WHAT THE TASK REQUIRES: Please extend the study notes on diagnosing depression beyond their final paragraph.
[[ PASSAGE FOR REVIEW, beginning ]]
Once we have described issues of classification and diagnosis for depression and seen what the evidence might be for each of them, there are some broader questions which we need to consider.
a) How does self-ranking explain why there are such high rates of under and over-detection of depression?
To answer this question, you need to look at the work of Karen Melrose. This article is reprinted in your resources booklet. You can hear an interview with Karen Melrose on Health Check. You can stream this from the BBC: wind 13 minutes 8 seconds into the programme. You can hear the same interview via Dropbox here.
b) How does co-morbidity affect the reliability and validity of diagnosis of depression?
Co-morbidity can be defined as the presence of more than one illness. Use the text book extract on page 7 of your resources booklet to help answer this question. You can also watch the final section of the extract on diagnosis from the Deeply Depressed programme: follow this link to Dropbox.
c) Why is the range of symptoms in depression important?
This is a complex question. To understand it, you have to grasp the difference between classification and etiology. Classification is about placing labels on to clusters of symptoms. Etiology is about explaining what causes a mental health condition. If you read this article by Graham Davey (see also pages 7-8 of your resources booklet), you can see how the two processes have diverged from each other in his view. As you have seen from the video in the lesson, people with very different symptoms can be diagnosed with depression. So we might put the two ideas together and say that in reality, there are several different types of depression each with a different set of causes. As we learn more about the brain, we’ll get a better idea of what causes each of them. Read the article and decide what you think: does it sound like depression is really one condition or several?
[[ PASSAGE FOR REVIEW, end ]]
[[ RECORD EXCERPTS, beginning ]]
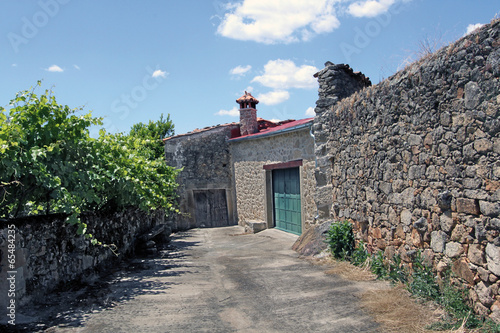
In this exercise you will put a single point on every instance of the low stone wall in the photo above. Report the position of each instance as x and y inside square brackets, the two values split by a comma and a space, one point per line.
[49, 253]
[414, 162]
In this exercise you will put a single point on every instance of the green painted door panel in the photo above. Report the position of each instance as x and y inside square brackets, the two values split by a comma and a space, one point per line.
[287, 207]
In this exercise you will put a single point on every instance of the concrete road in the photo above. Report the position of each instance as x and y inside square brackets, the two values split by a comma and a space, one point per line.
[219, 280]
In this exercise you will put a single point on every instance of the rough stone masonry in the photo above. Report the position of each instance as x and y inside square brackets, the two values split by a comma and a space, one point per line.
[414, 161]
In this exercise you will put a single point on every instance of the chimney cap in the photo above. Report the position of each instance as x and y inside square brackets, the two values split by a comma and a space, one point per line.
[247, 98]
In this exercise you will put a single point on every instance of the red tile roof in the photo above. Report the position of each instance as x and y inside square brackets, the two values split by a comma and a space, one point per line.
[286, 125]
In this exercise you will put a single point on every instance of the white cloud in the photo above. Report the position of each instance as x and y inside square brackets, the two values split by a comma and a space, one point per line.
[274, 97]
[472, 27]
[234, 112]
[159, 73]
[278, 21]
[284, 74]
[310, 111]
[54, 68]
[370, 8]
[240, 70]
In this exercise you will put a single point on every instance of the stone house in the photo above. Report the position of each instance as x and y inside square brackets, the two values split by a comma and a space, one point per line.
[255, 173]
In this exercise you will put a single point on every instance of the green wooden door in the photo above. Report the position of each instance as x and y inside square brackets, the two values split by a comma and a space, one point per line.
[286, 193]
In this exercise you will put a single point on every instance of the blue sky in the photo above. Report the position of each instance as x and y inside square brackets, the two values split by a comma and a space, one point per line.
[129, 60]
[[ RECORD EXCERPTS, end ]]
TASK OUTPUT:
d) How has DSM5 addressed issues of classification and diagnosis of depression?
The work we have done has been based on DSM-IV, the classification system published by the American Psychiatric Association more than ten years ago. DSM-IV has just been replaced by DSM5. This has been controversial in many respects. You can get a flavour of the controversy from these two articles, both of which are in your resources booklet.
This video discussion from Al Jazeera gives you some useful background. If flash player isn’t working, you can access this video here: https://www.dropbox.com/s/dglpcdq0wod625p/Inside%20Story%20Americas%20-%20Redefining%20mental%20illness.mp4.
Ask yourself what DSM5 is doing about some of the issues which we have identified in the lessons and whether this represents a real improvement on DSM-IV.